◆ **PROBLEMS TO SOLVE**:
(A) Name every roadway that the managed motorways extract lists as a sister freeway merging into I-15.
(B) According to the managed motorways extract, in what country is the concept UDOT is studying already used?

Two Utah Department of Transportation officials poured pasta beads into clear funnels. One dumped all his beads at the same time; they quickly bottlenecked and flowed slowly out of the bottom like in an hourglass.

The other official poured his beads at a steady rate. They passed through the funnel more quickly. He was able to pour all his beads through his funnel twice before the jammed funnel emptied once.

UDOT Executive Director Carlos Braceras said that's the idea behind a concept his agency is studying, called "managed motorways," to put meters on all entrances to I-15 and tie them together into one system to allow a steadier flow.

That includes newly metering and controlling the rate of oncoming traffic from sister freeways that merge into I-15 such as Interstate 80, Interstate 215 and State Road 201.

"When a roadway is functioning well, it's moving a lot more vehicles. But when we get to a failure point, we move a lot fewer vehicles through," Braceras told the Legislature's Transportation Interim Committee this week.

"The whole idea is to optimize the flow of how traffic gets onto I-15. We can move more vehicles, more people, more efficiently if we can manage how fast the vehicles are getting on," he said. "So we're looking at a concept used in Australia."

He further explained, "We're looking at tying together all the ramp meters that we have. Right now, they operate independently."

If they operate as one system, the timing could change — depending on congestion in different areas and how much room exists for more cars at various spots.

"We can see a 35 percent reduction in delay, and that includes the people sitting at ramp meters that aren't moving" at the moment, he said. "We're in a preliminary study. The results are looking very promising. We think we can get the benefits of an extra traffic lane through I-15 with this approach."

◆ **MATERIAL**:
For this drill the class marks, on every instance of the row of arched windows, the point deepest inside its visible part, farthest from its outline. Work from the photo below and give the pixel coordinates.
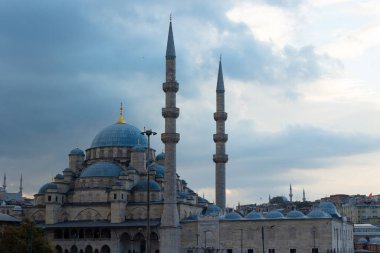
(87, 249)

◆ **PER-TASK ANSWERS**:
(A) Interstate 80, Interstate 215, State Road 201

(B) Australia